--- Challenge ---
Only the lines from the one containing "Category: concrete wall" through the end of the entries should be repeated, exactly as they appear, first and last included.
*** Dataset records ***
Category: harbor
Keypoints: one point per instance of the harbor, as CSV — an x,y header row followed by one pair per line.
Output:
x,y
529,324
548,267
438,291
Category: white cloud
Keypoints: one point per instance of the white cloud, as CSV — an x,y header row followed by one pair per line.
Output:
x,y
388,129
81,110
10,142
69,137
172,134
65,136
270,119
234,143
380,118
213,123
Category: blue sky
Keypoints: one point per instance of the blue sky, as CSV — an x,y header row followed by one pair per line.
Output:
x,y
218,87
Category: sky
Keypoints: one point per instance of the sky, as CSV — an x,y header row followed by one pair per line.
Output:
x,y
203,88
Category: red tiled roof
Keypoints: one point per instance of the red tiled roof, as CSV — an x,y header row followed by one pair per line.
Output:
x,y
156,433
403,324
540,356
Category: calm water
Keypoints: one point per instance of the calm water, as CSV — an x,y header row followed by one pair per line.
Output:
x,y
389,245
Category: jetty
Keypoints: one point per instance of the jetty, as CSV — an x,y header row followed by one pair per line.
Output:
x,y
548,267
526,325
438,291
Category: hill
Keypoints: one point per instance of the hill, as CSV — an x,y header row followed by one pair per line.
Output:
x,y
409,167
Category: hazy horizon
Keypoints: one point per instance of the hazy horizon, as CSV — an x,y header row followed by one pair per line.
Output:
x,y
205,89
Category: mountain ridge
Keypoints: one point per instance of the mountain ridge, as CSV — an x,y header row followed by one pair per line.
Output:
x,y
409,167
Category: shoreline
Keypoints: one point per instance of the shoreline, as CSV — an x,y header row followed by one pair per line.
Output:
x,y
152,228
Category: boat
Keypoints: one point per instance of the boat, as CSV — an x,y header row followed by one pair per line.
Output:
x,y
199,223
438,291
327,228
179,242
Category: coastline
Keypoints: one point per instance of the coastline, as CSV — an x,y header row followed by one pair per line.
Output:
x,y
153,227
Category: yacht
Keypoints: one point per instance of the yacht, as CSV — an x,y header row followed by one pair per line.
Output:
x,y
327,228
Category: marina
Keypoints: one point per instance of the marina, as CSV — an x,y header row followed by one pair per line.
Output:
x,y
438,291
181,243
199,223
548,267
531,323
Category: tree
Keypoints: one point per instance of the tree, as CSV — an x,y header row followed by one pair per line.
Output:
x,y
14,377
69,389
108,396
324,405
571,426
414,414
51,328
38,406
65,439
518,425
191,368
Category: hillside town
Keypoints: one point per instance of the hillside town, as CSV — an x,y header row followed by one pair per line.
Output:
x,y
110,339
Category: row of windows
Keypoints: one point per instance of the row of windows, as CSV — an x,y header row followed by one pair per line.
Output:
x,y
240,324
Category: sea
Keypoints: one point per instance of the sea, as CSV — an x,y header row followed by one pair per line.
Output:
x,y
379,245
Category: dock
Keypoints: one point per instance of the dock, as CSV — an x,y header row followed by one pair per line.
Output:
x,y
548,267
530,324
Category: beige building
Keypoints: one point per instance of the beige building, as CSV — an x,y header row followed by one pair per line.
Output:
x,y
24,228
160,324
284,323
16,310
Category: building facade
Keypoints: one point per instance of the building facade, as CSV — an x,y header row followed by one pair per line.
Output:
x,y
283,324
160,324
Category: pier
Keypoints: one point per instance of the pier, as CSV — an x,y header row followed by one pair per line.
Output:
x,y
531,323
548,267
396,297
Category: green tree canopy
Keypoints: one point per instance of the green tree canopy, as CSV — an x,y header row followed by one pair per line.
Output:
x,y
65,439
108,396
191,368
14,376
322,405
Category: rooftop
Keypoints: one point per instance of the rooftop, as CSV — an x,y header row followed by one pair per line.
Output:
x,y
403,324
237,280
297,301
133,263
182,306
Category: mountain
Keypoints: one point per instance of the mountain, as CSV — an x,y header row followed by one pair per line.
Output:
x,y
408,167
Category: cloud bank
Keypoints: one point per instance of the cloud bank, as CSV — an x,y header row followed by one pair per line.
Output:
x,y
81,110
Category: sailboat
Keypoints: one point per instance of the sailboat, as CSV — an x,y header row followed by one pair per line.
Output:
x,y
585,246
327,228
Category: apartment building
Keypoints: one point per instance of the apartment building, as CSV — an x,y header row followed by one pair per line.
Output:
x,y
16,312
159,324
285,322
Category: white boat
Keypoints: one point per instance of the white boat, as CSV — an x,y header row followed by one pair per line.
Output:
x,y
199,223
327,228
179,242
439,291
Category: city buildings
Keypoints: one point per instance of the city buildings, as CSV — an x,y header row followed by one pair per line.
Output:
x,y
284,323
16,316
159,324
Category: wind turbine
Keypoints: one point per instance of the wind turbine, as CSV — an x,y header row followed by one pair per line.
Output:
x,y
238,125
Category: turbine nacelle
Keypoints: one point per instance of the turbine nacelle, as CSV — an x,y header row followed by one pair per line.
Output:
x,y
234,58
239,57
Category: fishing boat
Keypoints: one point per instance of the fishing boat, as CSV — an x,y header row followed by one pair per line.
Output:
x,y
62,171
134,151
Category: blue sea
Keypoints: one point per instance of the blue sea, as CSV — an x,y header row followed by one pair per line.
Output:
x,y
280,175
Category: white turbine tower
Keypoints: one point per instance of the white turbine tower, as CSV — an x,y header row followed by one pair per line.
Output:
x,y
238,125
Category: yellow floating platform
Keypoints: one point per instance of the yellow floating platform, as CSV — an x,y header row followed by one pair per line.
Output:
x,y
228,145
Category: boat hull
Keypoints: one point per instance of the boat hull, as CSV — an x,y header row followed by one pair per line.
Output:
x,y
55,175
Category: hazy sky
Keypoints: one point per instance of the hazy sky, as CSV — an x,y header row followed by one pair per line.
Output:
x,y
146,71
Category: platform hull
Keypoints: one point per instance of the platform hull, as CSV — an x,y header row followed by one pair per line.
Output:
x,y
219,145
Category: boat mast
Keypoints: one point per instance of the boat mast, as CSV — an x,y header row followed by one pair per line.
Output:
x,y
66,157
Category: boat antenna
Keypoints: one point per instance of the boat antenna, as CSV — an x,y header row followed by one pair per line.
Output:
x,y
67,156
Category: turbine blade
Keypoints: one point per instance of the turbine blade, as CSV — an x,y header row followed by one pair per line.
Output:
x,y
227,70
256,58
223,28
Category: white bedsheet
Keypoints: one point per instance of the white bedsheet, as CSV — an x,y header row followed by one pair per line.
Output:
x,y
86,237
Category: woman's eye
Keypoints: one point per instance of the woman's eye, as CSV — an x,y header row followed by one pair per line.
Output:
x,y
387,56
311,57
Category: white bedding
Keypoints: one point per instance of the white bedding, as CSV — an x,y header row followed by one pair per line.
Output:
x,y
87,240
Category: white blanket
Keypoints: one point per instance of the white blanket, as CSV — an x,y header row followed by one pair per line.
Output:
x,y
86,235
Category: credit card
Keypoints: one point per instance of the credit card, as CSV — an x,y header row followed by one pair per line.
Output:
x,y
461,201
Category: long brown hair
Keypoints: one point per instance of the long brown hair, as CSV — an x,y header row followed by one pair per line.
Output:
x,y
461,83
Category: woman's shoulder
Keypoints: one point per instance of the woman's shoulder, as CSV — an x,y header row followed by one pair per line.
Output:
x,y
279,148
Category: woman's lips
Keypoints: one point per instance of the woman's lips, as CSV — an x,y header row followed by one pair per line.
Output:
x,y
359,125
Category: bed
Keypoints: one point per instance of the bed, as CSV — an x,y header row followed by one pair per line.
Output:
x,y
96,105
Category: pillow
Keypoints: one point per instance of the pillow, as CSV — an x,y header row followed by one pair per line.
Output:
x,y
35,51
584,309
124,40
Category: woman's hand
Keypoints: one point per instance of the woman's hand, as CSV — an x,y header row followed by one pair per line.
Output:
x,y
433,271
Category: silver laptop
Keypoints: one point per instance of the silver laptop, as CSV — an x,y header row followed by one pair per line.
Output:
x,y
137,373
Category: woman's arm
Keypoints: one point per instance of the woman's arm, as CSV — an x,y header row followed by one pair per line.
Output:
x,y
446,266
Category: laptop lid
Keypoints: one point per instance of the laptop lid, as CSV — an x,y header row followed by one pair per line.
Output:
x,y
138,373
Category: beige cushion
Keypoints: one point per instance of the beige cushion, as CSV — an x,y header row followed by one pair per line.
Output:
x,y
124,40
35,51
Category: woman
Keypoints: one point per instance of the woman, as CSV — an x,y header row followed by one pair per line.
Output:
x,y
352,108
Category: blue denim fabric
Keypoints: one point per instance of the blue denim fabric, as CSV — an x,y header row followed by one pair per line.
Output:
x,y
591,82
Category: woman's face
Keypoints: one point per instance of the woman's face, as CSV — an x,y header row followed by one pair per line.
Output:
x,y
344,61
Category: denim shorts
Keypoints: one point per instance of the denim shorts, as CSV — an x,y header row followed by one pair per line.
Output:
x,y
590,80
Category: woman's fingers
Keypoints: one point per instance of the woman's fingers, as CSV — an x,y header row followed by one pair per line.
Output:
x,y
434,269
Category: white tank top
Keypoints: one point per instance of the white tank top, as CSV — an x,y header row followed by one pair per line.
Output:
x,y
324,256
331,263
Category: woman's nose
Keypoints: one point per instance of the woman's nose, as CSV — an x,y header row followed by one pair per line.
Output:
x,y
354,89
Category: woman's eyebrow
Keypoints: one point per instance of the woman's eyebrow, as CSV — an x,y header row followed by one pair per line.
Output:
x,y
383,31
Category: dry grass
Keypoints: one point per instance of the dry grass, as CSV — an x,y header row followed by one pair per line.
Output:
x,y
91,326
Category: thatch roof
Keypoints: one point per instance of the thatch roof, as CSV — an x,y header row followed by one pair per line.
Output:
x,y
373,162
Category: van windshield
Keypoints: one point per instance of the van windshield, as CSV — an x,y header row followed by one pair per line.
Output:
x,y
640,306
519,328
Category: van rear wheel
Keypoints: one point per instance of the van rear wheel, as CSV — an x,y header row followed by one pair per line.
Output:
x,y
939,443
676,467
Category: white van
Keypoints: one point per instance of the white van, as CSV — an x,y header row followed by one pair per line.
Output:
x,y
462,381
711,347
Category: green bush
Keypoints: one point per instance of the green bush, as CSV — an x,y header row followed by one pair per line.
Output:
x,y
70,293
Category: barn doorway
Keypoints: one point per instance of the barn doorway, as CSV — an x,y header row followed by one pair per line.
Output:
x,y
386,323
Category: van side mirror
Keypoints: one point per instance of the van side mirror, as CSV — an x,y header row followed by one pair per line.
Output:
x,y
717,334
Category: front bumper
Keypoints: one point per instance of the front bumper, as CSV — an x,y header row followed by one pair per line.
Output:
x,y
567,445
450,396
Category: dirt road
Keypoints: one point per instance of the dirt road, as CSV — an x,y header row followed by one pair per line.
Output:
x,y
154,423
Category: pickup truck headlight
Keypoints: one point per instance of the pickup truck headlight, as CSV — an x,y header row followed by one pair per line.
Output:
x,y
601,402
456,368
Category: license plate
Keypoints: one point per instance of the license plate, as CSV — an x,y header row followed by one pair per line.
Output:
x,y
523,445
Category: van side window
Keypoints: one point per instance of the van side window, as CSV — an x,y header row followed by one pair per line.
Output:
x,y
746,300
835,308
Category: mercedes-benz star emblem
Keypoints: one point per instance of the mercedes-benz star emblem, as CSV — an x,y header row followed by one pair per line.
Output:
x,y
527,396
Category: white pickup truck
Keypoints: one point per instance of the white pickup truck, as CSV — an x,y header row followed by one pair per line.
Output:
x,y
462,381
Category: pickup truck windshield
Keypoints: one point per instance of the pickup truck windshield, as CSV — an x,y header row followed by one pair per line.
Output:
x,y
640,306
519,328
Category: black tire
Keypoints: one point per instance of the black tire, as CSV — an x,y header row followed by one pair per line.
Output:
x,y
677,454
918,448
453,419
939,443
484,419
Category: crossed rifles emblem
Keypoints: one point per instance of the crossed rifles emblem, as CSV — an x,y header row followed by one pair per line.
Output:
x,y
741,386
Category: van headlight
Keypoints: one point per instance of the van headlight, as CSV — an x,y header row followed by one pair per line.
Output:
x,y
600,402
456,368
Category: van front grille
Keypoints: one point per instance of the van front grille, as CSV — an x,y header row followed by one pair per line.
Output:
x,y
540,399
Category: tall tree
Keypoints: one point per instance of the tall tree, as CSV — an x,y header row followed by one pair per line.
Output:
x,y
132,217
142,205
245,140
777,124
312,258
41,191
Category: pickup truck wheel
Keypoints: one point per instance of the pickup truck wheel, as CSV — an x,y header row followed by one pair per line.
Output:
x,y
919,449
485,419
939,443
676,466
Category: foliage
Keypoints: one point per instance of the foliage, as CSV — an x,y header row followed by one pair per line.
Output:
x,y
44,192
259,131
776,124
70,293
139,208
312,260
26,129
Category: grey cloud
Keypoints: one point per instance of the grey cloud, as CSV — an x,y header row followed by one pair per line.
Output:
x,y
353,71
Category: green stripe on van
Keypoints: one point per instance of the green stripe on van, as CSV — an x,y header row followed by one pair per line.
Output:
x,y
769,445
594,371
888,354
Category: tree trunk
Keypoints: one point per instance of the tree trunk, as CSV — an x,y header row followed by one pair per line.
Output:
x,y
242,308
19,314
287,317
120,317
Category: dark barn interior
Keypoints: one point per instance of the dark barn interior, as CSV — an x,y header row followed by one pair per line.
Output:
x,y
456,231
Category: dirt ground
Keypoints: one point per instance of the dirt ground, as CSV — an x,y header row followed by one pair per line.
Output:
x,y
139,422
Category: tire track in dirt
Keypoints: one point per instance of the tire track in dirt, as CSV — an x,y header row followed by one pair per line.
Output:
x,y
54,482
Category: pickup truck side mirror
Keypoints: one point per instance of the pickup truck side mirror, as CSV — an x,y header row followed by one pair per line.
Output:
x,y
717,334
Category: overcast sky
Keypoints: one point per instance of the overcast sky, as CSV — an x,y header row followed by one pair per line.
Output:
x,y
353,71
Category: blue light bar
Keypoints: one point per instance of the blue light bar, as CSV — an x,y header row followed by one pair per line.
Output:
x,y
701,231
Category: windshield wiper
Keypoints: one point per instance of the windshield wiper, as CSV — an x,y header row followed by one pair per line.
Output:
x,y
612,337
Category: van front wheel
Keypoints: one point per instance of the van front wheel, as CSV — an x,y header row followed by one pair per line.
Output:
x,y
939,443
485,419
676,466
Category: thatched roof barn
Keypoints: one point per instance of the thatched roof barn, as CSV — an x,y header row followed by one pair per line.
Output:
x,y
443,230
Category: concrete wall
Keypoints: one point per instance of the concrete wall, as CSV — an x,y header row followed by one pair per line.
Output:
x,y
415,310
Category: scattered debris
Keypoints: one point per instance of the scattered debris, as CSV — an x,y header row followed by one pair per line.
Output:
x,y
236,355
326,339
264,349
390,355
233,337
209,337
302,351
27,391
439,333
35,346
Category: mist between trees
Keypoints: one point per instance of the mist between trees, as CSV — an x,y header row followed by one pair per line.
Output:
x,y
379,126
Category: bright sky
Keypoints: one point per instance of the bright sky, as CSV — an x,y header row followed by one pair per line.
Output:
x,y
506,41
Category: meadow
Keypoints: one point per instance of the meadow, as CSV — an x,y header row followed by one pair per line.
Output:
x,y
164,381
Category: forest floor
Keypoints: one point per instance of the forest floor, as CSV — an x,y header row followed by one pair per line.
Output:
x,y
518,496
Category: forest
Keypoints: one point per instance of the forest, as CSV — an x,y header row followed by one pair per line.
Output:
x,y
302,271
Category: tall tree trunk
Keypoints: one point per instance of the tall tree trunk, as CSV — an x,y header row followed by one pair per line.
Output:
***
--- Result for this exercise ---
Category: concrete wall
Keypoints: one point per instance of the concrete wall, as CSV — an x,y header row followed by one pair per line.
Output:
x,y
415,310
Category: scattered debris
Keypoints: one point per instance of the scattered debris, as CSV — an x,y header row followed by one pair per line.
Output:
x,y
236,355
326,339
264,349
390,355
233,337
209,337
302,351
27,391
439,333
35,346
Category: mist between trees
Keypoints: one point per instance of the mist between trees, as CSV — an x,y header row followed by one pair per line.
Output:
x,y
379,126
Category: bright sky
Keypoints: one point per instance of the bright sky, as CSV — an x,y header row followed by one pair per line.
Output:
x,y
506,41
Category: meadow
Keypoints: one point per instance of the meadow, as CSV — an x,y header row followed by one pair per line.
Output:
x,y
164,381
Category: forest floor
Keypoints: one point per instance of the forest floor, as CSV — an x,y header row followed by one pair per line.
Output:
x,y
518,496
Category: forest
Keypoints: one point per instance of the forest, as CSV — an x,y header row followed by one pair per line.
Output:
x,y
302,271
Category: tall tree trunk
Keypoints: one point per instance of the tall tree trunk, as CSV — an x,y header row followed by one pair per line.
Output:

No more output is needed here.